» **Problem to work on**: Repeat the following material line for line, with no changes.

Point annotation dataset records
....

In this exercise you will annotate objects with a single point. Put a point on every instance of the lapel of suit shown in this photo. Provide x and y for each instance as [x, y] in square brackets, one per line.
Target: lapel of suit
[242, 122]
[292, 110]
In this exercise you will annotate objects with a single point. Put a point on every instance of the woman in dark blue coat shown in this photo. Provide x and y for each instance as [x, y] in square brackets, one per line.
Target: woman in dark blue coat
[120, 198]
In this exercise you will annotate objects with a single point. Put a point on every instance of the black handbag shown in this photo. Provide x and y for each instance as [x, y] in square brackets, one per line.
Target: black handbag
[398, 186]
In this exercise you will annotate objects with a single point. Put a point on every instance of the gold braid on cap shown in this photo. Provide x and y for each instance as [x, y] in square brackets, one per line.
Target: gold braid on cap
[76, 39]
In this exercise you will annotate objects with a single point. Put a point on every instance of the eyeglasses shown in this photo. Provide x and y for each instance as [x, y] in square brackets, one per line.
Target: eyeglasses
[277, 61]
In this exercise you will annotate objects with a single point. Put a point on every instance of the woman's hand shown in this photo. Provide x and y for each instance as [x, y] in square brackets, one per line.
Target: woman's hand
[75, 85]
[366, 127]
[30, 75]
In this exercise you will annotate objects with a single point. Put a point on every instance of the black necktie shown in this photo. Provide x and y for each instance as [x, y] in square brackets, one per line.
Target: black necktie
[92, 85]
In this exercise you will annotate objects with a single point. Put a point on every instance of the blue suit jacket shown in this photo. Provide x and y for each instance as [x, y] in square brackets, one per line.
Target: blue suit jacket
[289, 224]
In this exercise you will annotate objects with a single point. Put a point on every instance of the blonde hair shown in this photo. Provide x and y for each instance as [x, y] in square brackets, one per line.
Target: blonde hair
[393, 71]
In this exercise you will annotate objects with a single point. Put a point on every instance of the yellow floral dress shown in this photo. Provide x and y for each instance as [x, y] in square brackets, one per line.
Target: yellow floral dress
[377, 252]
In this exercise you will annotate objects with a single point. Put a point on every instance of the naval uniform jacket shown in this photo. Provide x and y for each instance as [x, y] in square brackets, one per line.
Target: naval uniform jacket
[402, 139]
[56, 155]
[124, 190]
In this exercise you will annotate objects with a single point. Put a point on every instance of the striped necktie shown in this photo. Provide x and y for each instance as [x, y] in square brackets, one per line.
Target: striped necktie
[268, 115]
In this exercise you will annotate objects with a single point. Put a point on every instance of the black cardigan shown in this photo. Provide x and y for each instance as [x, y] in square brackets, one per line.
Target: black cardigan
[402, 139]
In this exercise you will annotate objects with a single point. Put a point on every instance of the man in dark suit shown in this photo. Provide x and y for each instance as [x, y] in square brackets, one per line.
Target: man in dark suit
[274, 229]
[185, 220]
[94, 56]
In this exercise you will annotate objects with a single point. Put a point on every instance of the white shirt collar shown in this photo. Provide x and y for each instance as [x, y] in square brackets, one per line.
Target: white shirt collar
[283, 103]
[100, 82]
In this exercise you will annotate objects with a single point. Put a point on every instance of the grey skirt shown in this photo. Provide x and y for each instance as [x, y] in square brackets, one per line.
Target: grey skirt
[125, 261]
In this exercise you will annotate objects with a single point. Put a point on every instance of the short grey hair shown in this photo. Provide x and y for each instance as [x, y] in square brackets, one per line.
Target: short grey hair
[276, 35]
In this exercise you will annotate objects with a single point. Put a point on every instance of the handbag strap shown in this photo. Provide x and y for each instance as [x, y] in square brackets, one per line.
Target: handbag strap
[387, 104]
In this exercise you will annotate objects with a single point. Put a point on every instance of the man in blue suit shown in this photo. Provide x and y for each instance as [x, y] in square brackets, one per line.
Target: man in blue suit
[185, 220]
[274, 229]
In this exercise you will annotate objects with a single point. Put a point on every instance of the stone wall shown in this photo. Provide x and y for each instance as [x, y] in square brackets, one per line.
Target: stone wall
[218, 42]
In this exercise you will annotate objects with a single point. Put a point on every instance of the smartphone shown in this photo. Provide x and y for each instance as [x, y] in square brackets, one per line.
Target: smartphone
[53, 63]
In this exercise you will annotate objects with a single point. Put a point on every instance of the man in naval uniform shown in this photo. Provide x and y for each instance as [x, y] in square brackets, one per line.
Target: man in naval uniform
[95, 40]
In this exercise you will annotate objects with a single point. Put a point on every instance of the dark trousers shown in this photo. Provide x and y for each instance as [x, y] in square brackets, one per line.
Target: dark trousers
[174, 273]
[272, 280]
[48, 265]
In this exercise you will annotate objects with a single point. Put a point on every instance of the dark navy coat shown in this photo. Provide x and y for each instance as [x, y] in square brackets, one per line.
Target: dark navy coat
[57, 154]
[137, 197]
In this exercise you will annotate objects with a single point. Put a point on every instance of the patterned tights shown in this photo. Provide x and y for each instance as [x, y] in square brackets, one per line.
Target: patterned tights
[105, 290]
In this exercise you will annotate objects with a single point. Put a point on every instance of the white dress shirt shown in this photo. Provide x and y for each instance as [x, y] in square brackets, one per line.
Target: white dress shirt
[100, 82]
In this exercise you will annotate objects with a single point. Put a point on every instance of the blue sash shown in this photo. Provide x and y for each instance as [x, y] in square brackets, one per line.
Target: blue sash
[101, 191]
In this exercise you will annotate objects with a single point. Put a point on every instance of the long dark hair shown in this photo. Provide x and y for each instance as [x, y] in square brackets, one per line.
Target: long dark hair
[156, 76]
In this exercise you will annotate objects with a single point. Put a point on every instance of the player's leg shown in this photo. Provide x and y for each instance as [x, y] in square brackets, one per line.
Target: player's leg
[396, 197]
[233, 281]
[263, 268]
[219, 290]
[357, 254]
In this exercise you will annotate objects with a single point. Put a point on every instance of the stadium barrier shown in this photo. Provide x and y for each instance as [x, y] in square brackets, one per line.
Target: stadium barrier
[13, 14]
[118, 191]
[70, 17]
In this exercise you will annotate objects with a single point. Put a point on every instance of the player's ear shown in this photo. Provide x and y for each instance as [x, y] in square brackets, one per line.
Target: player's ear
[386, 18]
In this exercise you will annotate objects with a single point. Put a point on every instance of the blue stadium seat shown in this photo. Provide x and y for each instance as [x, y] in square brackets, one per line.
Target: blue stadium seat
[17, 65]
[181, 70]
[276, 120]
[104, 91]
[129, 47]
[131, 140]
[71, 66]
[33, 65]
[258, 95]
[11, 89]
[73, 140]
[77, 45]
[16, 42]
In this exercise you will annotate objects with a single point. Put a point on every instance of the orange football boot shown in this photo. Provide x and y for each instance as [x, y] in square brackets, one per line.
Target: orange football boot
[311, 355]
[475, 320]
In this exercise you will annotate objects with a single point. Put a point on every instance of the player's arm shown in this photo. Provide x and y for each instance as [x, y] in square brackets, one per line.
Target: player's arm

....

» **Answer for this exercise**:
In this exercise you will annotate objects with a single point. Put a point on every instance of the lapel of suit shown in this photo. Provide x and y for each instance as [x, y] in square brackets, one per line.
Target: lapel of suit
[242, 122]
[292, 110]
In this exercise you will annotate objects with a single point. Put a point on every instance of the woman in dark blue coat shown in this photo. Provide x and y for each instance as [x, y] in square brackets, one per line.
Target: woman in dark blue coat
[120, 198]
In this exercise you will annotate objects with a single point. Put a point on every instance of the black handbag shown in this photo. Provide x and y for each instance as [x, y] in square brackets, one per line.
Target: black handbag
[398, 186]
In this exercise you will annotate objects with a single point. Put a point on every instance of the gold braid on cap shown in this photo. Provide x and y for each instance as [x, y] in square brackets, one per line.
Target: gold braid on cap
[76, 39]
In this exercise you will annotate objects with a single point. Put a point on every instance of the eyeglasses shown in this photo. Provide x and y for each instance as [x, y] in square brackets, one per line.
Target: eyeglasses
[277, 61]
In this exercise you will annotate objects with a single point. Put a point on every instance of the woman's hand shown in this photo. Provide x and y for each instance as [x, y] in square brackets, one per line.
Target: woman's hand
[75, 85]
[366, 127]
[30, 75]
In this exercise you will annotate objects with a single point. Put a point on every instance of the black necktie shown in this photo. Provide x and y for each instance as [x, y] in square brackets, one per line.
Target: black necktie
[92, 85]
In this exercise you will annotate objects with a single point. Put a point on every instance of the blue suit jacket shown in this photo. Provide x and y for each instance as [x, y] in square brackets, one per line.
Target: blue suit jacket
[289, 224]
In this exercise you will annotate objects with a single point. Put a point on every instance of the blonde hair shown in this photo. Provide x and y for each instance as [x, y] in square brackets, one per line.
Target: blonde hair
[393, 71]
In this exercise you will annotate objects with a single point. Put a point on every instance of the yellow floral dress shown in this photo. Provide x and y for each instance as [x, y] in square brackets, one per line.
Target: yellow floral dress
[377, 252]
In this exercise you will annotate objects with a single point. Put a point on every instance of the naval uniform jacket shown in this photo. Provide x and y for each instance as [x, y] in square brackets, one per line.
Target: naval uniform jacket
[402, 139]
[56, 155]
[124, 190]
In this exercise you will annotate objects with a single point. Put a point on every instance of the striped necktie shown in this photo. Provide x and y for each instance as [x, y] in square brackets, one per line.
Target: striped necktie
[268, 115]
In this exercise you will annotate objects with a single point. Put a point on every instance of the black cardigan shown in this photo. Provide x and y for each instance as [x, y] in square brackets, one per line.
Target: black cardigan
[402, 139]
In this exercise you will annotate objects with a single point. Put a point on every instance of the man in dark suit shown in this photo. Provide x and y for each instance as [x, y] in square brackets, one per line.
Target: man in dark suit
[274, 229]
[185, 220]
[94, 56]
In this exercise you will annotate objects with a single point. Put a point on every instance of the white shirt collar shown in this photo. Provide x and y for each instance as [x, y] in square brackets, one per line.
Target: white shirt collar
[283, 103]
[100, 82]
In this exercise you will annotate objects with a single point. Put a point on every instance of the grey skirt shown in this photo. Provide x and y for each instance as [x, y] in square brackets, one per line.
Target: grey skirt
[125, 261]
In this exercise you will annotate objects with a single point. Put a point on every instance of the short grey hair shown in this photo. Provide x and y for each instance as [x, y] in square brackets, one per line.
Target: short grey hair
[276, 35]
In this exercise you will annotate objects with a single point. Put a point on every instance of the handbag strap shown in this photo. Provide x and y for each instance as [x, y] in square brackets, one per line.
Target: handbag strap
[387, 104]
In this exercise you will annotate objects with a single point. Put a point on every instance of the man in blue suit shown in this photo. Provide x and y for each instance as [x, y] in square brackets, one per line.
Target: man in blue suit
[185, 220]
[274, 229]
In this exercise you will annotate objects with a single point. Put a point on every instance of the stone wall shown in this photo. Provide x and y for each instance as [x, y] in square brackets, one per line.
Target: stone wall
[218, 42]
In this exercise you will annotate objects with a single point. Put a point on every instance of the smartphone shown in this photo. Provide x and y for each instance as [x, y] in square brackets, one per line.
Target: smartphone
[53, 63]
In this exercise you will annotate objects with a single point. Put a point on every instance of the man in naval uniform shown in this photo. Provide x and y for each instance as [x, y] in square brackets, one per line.
Target: man in naval uniform
[95, 40]
In this exercise you will annotate objects with a single point. Put a point on every instance of the dark trousers shown in this photo. Provide x and y for each instance as [x, y] in square brackets, one per line.
Target: dark trousers
[174, 273]
[272, 280]
[48, 265]
In this exercise you will annotate objects with a single point. Put a point on every instance of the dark navy coat shown in this photo. Provide x and y for each instance as [x, y] in square brackets, one per line.
Target: dark navy coat
[57, 154]
[137, 197]
In this exercise you will annotate objects with a single point. Put a point on every instance of the patterned tights shown in this photo. Provide x and y for each instance as [x, y] in square brackets, one per line.
Target: patterned tights
[105, 290]
In this exercise you will annotate objects with a single point. Put a point on every instance of the white dress shirt shown in this photo. Provide x and y for each instance as [x, y] in square brackets, one per line.
Target: white dress shirt
[100, 82]
In this exercise you will annotate objects with a single point. Put a point on every instance of the blue sash shown in this photo. Provide x and y for each instance as [x, y] in square brackets, one per line.
Target: blue sash
[101, 191]
In this exercise you will annotate objects with a single point. Put a point on every instance of the long dark hair shown in this photo. Provide x and y for each instance as [x, y] in square brackets, one per line.
Target: long dark hair
[156, 76]
In this exercise you will annotate objects with a single point. Put a point on every instance of the player's leg shown in this photo. Provide x and y for each instance as [x, y] in square brackets, one per line.
Target: player's leg
[396, 197]
[233, 281]
[263, 268]
[219, 290]
[357, 254]
In this exercise you will annotate objects with a single point. Put a point on every instance of the stadium barrier shown in this photo. Provide x and y for each instance as [x, y] in square brackets, one per line.
Target: stadium barrier
[13, 14]
[118, 191]
[70, 17]
In this exercise you will annotate objects with a single point. Put a point on every instance of the player's ear shown in this photo. Provide x and y for each instance as [x, y] in square brackets, one per line.
Target: player's ear
[386, 18]
In this exercise you will annotate objects with a single point. Put a point on every instance of the blue stadium seat shown in this photo. Provide x and y for each instance as [x, y] in square brackets, one per line.
Target: blue stadium seat
[17, 65]
[181, 70]
[276, 120]
[104, 91]
[129, 47]
[131, 140]
[71, 66]
[33, 65]
[258, 95]
[11, 89]
[73, 140]
[77, 45]
[16, 42]
In this exercise you will annotate objects with a single point. Put a point on every instance of the orange football boot shown in this photo. Provide x and y for each instance as [x, y] in square brackets, one per line.
Target: orange football boot
[311, 355]
[475, 320]
In this exercise you will annotate objects with a single point. Put a point on every instance of the player's arm shown in this photo. Provide x and y for each instance as [x, y] in square brackets, one per line.
Target: player's arm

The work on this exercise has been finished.